• [GOAL OF THE EXERCISE] Please copy out every line of the listing below in which the word "white" appears.

• [DATA EXTRACTS]
○ ○ ○ ○ ○
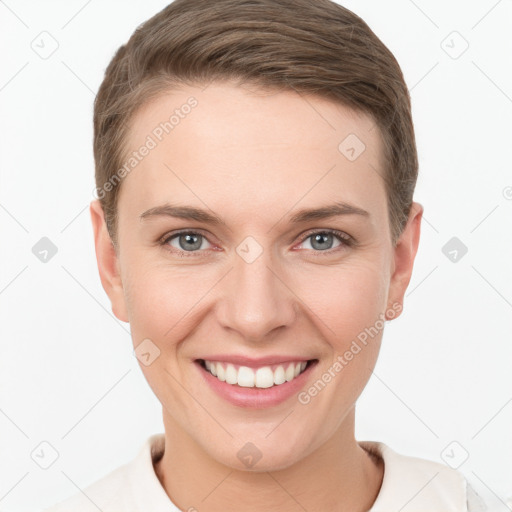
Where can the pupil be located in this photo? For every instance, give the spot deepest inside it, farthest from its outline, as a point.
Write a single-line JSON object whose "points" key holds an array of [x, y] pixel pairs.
{"points": [[194, 239], [321, 238]]}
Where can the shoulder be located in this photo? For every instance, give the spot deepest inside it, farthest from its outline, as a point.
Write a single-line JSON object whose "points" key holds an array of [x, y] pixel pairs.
{"points": [[413, 483], [103, 494]]}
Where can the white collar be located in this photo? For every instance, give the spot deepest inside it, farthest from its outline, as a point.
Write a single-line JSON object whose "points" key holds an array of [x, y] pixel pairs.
{"points": [[410, 484]]}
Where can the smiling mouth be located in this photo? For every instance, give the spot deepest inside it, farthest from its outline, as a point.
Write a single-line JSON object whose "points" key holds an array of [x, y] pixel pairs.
{"points": [[261, 377]]}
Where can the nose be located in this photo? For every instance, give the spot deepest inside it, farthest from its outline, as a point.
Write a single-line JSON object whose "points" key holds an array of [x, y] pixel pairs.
{"points": [[258, 302]]}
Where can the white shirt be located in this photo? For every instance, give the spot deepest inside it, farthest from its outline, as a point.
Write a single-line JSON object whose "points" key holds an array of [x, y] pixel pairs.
{"points": [[410, 484]]}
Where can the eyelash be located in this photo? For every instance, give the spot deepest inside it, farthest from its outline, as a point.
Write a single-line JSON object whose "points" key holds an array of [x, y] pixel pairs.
{"points": [[347, 241]]}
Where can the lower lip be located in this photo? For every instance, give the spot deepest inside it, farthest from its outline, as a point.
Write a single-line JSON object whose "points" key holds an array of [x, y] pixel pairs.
{"points": [[256, 398]]}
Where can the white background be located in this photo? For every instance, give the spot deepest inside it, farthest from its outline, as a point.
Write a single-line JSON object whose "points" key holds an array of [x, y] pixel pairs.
{"points": [[67, 371]]}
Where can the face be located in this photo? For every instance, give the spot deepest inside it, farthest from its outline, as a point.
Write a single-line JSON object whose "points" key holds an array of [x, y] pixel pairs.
{"points": [[266, 285]]}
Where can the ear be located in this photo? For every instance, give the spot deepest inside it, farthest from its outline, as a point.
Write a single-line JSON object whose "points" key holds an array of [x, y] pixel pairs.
{"points": [[403, 258], [108, 262]]}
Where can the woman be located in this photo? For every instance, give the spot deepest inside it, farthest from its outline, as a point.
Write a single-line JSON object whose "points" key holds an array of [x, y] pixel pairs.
{"points": [[254, 223]]}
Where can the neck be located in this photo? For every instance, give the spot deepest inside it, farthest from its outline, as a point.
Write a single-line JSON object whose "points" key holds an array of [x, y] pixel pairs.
{"points": [[339, 476]]}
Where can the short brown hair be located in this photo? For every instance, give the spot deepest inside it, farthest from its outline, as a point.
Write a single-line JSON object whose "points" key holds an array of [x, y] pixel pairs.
{"points": [[316, 47]]}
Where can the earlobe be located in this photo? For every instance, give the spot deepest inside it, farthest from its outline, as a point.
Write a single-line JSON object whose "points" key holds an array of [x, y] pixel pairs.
{"points": [[403, 258], [108, 263]]}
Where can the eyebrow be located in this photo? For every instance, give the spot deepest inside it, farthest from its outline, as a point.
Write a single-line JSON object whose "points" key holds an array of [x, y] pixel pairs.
{"points": [[302, 216]]}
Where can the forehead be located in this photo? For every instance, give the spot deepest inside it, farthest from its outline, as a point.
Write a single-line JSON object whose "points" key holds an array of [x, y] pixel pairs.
{"points": [[251, 151]]}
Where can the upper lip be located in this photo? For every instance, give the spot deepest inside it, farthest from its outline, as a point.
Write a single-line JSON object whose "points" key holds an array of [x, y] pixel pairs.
{"points": [[256, 361]]}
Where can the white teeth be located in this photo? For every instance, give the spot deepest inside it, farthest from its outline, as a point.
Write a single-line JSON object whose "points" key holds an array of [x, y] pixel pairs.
{"points": [[263, 377], [231, 374]]}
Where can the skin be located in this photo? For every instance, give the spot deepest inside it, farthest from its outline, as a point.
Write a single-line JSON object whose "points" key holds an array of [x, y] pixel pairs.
{"points": [[254, 158]]}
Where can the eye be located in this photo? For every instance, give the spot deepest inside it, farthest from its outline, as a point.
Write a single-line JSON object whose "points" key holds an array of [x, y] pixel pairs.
{"points": [[185, 242], [322, 241]]}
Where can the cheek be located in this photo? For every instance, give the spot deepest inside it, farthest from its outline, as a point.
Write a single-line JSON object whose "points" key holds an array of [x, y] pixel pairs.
{"points": [[159, 298], [346, 298]]}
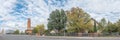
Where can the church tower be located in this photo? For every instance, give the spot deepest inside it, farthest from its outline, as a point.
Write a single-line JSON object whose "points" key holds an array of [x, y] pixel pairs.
{"points": [[28, 30]]}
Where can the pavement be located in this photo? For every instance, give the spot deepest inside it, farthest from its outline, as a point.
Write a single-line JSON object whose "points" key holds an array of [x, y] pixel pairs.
{"points": [[31, 37]]}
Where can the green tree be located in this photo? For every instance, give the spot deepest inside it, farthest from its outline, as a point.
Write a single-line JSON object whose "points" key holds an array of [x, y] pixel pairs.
{"points": [[16, 32], [102, 26], [57, 20], [39, 29], [77, 21]]}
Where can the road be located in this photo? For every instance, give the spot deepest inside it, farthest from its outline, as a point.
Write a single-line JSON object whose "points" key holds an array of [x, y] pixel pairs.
{"points": [[28, 37]]}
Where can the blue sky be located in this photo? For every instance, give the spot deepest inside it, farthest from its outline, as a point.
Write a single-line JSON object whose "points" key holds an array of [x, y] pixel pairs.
{"points": [[14, 13]]}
○ ○ ○ ○ ○
• [WRITTEN ANSWER]
Where can the white collar be located in this photo? For every instance, give the spot deepest inside it, farthest from its outline, as a point.
Where can the white shirt be located in this photo? For every instance, give the spot deepest inside it, farthest from its outline, as a point.
Where can the white background be located in this photo? For every instance, give the spot deepest inside it, farthest from its outline, as a point.
Where can the white teeth be located in this photo? For every instance, give the spot deepest inside it, farthest from its outline, as a point.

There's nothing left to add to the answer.